Page excerpt —
----------------
Paying more than your debt in Egypt's prisons
Prison guards and police officers in Egypt's Alexandria are capitalising on poor jail conditions and a high tolerance for corruption to extort money from inmates' families, according to a lawyer and human rights activists.
Fekri Abdel Rahim, a lawyer in Alexandria, told al-Araby al-Jadeed that officers would often ban visitors unless they paid first.
"Despite meeting all the requirements, families may still be unable to see their relatives because the guards might refuse. So now payments are part of prisoners' basic needs, along with food and drink," said Abdel Rahim.
|The guards humiliate the prisoners and their families who cannot or do not pay.|
"This is not limited to adult prisoners. Even children detained in correctional facilities face the same problem," he said.
"Families of children arrested during anti-military protests say that only money solves problems."
Exploiting the vulnerable
Haitham Abu Khalil, the director of the Dahaya Human Rights Centre, said: "Those who work at police stations take advantage of the crowded cells to make a profit by extorting the families in return for delivering the prisoners' basic needs."
He added that that the most severe violations the prisoners were subjected to were the lack of sleep, food and clothes, and the fact that they might be prevented from talking or urinating if their families did not pay the guards.
He said the extortion and threats were part of a wider deterioration in prison conditions since the overthrew of Mohammed Morsi from the presidency.
Sources from the Borg el-Arab prison near Alexandria said some police officers and guards humiliate the prisoners and conceal their locations to force their families into paying.
Ignoring the law
Egypt's prison laws stipulate that prisoners have the right to one visit a week, which last up to 30 minutes. The prison director or warden can increase the length of the visit if required. There are no limitations on the number of visitors.
One former prisoner, speaking to al-Araby on condition of anonymity, said those rights were ignored. Prison guards prevent families from visiting or delivering food and medicine unless they pay what the official deems an appropriate fee, the former prisoner said.
----------------
Data provided —
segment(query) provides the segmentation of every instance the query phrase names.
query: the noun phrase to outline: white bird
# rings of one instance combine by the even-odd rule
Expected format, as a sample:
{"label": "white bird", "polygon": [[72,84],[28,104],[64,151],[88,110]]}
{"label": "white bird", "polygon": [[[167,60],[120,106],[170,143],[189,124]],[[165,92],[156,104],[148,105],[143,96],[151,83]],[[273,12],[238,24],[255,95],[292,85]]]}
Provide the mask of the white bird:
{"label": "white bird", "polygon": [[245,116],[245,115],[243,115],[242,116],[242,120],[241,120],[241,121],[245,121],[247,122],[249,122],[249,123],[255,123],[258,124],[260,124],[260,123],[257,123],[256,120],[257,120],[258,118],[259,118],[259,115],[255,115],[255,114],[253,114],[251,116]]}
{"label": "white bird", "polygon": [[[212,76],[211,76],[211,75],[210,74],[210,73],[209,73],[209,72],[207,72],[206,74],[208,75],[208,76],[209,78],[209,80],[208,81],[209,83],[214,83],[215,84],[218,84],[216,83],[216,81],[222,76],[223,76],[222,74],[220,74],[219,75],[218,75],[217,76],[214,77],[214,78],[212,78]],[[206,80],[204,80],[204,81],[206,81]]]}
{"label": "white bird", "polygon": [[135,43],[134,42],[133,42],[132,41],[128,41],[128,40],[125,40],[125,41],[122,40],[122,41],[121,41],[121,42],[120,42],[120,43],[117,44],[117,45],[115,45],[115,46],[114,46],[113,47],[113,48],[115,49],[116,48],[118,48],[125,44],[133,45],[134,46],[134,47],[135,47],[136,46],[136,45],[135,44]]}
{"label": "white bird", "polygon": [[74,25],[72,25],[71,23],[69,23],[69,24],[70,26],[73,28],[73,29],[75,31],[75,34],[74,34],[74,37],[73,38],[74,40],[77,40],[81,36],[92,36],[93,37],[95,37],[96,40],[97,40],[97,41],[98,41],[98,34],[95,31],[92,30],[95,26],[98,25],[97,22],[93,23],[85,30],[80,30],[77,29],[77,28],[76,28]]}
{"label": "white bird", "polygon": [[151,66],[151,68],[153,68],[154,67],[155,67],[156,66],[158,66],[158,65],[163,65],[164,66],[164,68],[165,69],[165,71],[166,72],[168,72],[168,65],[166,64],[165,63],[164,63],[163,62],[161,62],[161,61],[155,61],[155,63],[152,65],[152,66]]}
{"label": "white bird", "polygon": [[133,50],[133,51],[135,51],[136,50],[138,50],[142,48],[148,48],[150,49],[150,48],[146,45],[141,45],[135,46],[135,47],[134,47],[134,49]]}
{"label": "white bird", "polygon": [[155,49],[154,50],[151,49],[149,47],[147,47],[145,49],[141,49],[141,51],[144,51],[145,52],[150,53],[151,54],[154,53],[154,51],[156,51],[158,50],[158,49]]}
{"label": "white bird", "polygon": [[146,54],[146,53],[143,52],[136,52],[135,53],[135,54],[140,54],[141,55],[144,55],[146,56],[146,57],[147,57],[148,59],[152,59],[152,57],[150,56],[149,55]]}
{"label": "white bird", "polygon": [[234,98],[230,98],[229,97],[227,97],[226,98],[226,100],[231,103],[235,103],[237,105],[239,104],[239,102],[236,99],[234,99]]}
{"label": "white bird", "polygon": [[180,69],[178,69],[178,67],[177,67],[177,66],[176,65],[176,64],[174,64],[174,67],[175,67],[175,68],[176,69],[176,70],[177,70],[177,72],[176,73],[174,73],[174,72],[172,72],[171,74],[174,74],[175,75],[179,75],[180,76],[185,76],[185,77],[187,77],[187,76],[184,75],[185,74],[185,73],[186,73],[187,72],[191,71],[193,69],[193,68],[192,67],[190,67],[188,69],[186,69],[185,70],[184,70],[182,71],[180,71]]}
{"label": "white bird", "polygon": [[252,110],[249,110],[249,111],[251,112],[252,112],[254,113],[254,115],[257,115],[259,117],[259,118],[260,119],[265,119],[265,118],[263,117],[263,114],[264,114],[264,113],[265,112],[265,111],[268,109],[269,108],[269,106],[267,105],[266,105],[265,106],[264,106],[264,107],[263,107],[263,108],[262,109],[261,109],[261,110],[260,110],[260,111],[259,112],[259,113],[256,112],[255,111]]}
----------------
Problems and tasks —
**1)** According to the article on extortion in Egypt's prisons, how often and for how long do Egypt's prison laws allow a prisoner to be visited?
**2)** Carry the article on extortion in Egypt's prisons forward from its last sentence.
The material has no connection to the article on extortion in Egypt's prisons.

Results by task —
**1)** Once a week, for up to 30 minutes.

**2)**
"My family had to pay a lot of money to a security officer to find out where I was... officials refused to tell them for more than 10 days," he said. "The cells were so crowded that some prisoners had to sleep in the bathroom, without blankets."
According to Ibrahim Abdul Al, the relative of a man detained in Karmouz police station in Alexandria, prisoners sleep in the hallways at night. Those who paid a fee were allowed to lie on the floor of a cell.
Prisoners' families made to suffer
|Prison guards prevent families from visiting or delivering basic needs like food or medicines unless they pay what the official deems an appropriate fee.|
Afaf', the mother of a Borg el-Arab prisoner said that meals she brings ito the prison are often confistcated.
She would pay $14 to guards while he was being held at Alexandria's Security Directorate. Now she can't find anyone at Borg to even take the money.
"My son was held for more than two weeks at the Security Directorate in Smouha, they banned visits," she said.
"Most of the time the guard would take the money and still not deliver the food to my son."
She said she was subjedcted to cruel treatment every time she visited Borg and that, according to her son and the other prisoners, the guards would strip them and confiscate their clothes and beat them.
This is an edited translation from our Arabic edition.